• [Directions]:
Please pull out every line in the entries below that contains the word "picture" and copy each of those lines unchanged.
--- BEGIN Records for this task ---
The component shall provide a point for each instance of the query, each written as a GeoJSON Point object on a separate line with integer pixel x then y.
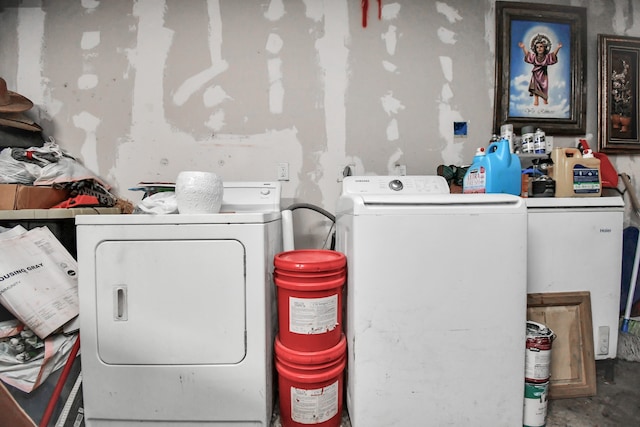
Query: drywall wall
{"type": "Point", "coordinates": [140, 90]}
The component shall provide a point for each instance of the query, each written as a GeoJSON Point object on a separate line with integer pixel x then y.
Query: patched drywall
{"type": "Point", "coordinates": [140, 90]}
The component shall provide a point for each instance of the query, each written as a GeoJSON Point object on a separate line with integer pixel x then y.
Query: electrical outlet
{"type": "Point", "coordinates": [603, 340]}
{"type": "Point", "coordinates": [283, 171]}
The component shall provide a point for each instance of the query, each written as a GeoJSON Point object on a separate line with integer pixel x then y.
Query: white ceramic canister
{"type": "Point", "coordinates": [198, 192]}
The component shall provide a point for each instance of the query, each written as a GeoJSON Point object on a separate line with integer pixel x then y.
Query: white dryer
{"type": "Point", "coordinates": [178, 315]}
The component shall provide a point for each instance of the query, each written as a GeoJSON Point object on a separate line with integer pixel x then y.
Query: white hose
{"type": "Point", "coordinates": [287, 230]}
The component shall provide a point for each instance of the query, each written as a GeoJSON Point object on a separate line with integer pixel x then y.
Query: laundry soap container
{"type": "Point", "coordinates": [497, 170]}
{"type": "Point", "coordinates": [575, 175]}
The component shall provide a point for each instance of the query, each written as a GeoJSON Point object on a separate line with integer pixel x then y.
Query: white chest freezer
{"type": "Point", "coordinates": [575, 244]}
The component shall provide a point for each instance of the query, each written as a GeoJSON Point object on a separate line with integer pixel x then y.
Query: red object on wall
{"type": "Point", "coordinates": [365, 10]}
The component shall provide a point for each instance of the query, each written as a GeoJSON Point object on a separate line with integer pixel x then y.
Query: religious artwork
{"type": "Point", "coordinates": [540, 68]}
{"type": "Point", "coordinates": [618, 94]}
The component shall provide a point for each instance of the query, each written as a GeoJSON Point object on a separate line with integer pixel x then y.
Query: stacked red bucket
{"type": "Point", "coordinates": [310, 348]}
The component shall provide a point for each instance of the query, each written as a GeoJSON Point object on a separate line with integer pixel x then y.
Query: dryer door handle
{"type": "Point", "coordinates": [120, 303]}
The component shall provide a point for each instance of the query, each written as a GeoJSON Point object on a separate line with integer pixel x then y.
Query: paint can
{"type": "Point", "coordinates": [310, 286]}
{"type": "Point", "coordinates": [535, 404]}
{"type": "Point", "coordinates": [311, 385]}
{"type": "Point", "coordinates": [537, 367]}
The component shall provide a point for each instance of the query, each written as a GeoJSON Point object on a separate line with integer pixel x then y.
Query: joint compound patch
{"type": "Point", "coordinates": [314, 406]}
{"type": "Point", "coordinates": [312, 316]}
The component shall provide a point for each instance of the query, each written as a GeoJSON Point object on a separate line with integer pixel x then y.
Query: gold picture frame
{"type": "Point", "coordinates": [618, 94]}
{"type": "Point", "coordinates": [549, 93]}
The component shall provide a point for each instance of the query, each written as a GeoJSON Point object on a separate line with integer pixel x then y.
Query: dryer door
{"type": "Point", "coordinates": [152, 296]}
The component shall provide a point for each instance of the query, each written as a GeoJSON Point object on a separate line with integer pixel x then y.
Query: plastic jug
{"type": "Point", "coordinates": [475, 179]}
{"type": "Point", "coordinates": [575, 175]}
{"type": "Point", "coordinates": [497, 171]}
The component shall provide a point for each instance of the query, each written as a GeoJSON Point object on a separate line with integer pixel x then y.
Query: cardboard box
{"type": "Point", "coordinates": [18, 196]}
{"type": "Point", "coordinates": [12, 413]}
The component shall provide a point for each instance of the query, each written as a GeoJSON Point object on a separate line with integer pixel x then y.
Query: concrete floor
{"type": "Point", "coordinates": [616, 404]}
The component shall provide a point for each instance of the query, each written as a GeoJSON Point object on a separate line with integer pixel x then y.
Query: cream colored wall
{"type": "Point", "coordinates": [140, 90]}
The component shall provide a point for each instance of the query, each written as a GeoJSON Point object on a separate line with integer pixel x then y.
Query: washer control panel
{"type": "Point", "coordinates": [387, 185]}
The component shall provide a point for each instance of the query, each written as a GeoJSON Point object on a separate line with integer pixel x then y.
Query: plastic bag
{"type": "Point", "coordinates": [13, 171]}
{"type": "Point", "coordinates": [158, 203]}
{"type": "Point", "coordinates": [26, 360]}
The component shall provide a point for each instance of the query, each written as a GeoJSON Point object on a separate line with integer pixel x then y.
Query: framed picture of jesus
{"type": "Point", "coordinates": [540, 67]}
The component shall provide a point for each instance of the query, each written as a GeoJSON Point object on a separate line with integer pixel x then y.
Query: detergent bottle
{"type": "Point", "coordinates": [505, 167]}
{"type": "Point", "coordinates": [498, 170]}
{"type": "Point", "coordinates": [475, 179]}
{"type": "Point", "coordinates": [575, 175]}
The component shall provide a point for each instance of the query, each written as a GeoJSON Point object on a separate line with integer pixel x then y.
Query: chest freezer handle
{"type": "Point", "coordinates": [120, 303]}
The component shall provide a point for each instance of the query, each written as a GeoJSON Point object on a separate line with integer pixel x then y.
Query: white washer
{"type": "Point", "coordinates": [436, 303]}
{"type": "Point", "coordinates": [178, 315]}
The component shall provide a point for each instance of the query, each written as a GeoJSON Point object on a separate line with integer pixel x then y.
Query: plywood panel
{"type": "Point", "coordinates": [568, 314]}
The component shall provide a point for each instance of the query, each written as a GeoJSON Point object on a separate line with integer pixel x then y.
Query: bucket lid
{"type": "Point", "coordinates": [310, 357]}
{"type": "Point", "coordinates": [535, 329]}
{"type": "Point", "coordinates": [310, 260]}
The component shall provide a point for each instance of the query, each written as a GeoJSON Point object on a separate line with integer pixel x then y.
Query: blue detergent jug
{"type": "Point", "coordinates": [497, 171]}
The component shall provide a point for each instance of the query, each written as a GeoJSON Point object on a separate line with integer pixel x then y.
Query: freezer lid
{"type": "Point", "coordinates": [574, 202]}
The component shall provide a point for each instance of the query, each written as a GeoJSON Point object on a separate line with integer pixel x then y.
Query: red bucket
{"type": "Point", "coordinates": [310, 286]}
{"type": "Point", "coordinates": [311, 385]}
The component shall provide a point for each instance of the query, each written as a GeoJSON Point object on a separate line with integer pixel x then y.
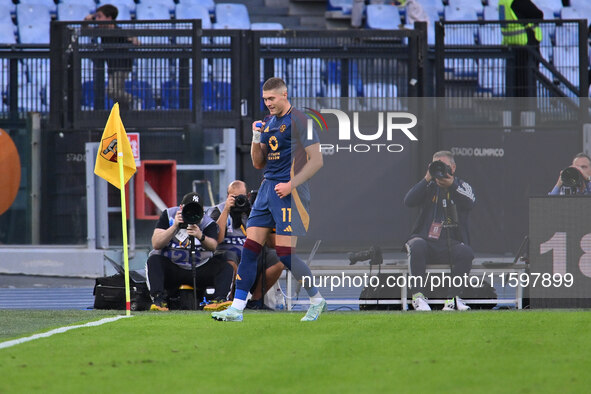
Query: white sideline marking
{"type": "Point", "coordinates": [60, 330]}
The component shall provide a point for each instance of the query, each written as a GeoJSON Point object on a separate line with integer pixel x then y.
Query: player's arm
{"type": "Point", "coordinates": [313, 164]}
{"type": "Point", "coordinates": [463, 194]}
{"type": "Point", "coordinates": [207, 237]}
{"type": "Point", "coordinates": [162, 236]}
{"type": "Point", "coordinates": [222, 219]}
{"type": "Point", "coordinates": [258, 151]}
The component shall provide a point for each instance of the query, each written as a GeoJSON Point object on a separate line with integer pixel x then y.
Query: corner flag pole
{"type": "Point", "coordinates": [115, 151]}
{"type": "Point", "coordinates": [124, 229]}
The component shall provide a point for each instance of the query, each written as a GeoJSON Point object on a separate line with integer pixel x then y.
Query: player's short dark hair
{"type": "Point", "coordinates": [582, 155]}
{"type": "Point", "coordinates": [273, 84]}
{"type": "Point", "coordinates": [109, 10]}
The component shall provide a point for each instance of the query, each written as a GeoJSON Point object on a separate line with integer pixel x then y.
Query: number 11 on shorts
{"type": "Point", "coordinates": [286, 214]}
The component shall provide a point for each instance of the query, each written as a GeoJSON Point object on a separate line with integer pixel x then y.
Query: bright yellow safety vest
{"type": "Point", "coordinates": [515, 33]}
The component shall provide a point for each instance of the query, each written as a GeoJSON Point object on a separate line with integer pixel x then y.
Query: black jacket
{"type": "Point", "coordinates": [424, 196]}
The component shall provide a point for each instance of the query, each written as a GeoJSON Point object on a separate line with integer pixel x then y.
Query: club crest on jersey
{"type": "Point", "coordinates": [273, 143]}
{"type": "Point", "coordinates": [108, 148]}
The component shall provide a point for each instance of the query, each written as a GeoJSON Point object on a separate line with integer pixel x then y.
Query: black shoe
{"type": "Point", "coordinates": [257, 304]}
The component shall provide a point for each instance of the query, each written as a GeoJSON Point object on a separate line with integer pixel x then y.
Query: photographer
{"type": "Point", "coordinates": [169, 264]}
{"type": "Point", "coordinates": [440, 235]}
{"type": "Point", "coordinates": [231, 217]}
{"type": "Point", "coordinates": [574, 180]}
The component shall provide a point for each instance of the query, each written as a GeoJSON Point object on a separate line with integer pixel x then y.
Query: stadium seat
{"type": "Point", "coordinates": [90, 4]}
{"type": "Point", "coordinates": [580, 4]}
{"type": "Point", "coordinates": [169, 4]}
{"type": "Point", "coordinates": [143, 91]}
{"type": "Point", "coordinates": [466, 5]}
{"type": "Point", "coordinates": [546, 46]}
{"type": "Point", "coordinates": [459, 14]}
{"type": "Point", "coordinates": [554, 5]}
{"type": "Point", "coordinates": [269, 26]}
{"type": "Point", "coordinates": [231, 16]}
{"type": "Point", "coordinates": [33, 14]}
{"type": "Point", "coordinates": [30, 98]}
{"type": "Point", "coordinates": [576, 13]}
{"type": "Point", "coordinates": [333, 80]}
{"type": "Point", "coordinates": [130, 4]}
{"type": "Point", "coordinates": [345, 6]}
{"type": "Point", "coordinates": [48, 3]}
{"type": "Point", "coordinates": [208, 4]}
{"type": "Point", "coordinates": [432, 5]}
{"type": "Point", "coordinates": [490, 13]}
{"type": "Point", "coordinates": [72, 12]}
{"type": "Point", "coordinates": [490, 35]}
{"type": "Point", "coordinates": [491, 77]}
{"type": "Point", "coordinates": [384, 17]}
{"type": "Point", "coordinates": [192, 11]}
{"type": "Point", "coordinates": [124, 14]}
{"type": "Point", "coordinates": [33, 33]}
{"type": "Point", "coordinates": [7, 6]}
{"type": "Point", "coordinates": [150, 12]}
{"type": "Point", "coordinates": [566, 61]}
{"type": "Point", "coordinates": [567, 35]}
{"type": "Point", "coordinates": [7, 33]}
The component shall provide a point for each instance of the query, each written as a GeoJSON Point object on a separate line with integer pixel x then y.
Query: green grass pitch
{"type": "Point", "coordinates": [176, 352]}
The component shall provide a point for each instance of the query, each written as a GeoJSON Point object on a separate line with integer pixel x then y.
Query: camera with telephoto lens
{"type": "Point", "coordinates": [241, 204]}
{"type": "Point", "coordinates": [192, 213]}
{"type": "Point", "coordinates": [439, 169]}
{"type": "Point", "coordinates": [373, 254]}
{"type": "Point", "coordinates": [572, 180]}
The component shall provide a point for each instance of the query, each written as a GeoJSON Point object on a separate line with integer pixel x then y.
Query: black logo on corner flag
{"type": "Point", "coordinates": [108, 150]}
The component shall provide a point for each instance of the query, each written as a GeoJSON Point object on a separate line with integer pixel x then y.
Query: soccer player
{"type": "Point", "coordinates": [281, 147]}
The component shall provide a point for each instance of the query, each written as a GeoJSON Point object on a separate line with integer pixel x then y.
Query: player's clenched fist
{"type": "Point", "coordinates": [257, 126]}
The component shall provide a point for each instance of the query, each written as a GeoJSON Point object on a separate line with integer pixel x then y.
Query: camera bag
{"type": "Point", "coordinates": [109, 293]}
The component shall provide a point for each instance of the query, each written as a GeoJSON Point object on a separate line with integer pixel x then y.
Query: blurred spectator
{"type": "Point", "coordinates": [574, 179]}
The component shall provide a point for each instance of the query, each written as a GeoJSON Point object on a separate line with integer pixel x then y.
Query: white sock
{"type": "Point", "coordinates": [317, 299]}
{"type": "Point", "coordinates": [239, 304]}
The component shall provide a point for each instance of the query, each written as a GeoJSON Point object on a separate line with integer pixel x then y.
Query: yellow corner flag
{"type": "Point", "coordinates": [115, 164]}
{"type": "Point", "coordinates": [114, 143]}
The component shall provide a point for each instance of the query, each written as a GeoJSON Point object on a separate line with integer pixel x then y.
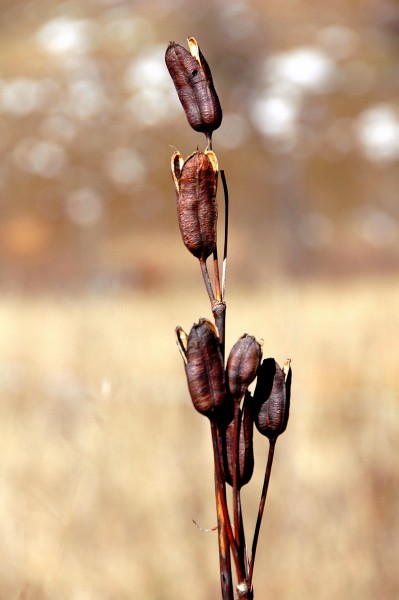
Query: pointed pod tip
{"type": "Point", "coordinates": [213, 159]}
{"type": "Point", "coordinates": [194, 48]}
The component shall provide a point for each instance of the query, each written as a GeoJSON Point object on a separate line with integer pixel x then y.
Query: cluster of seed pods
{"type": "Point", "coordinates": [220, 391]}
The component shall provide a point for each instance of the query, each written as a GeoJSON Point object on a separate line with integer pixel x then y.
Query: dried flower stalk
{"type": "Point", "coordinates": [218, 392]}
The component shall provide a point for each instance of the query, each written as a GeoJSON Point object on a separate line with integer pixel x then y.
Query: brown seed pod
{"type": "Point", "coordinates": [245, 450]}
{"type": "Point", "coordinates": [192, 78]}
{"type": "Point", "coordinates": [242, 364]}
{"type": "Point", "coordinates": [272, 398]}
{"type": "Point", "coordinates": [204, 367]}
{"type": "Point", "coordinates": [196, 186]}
--- END Records for this task ---
• [Finished task]:
Query: gold picture frame
Query: framed picture of jesus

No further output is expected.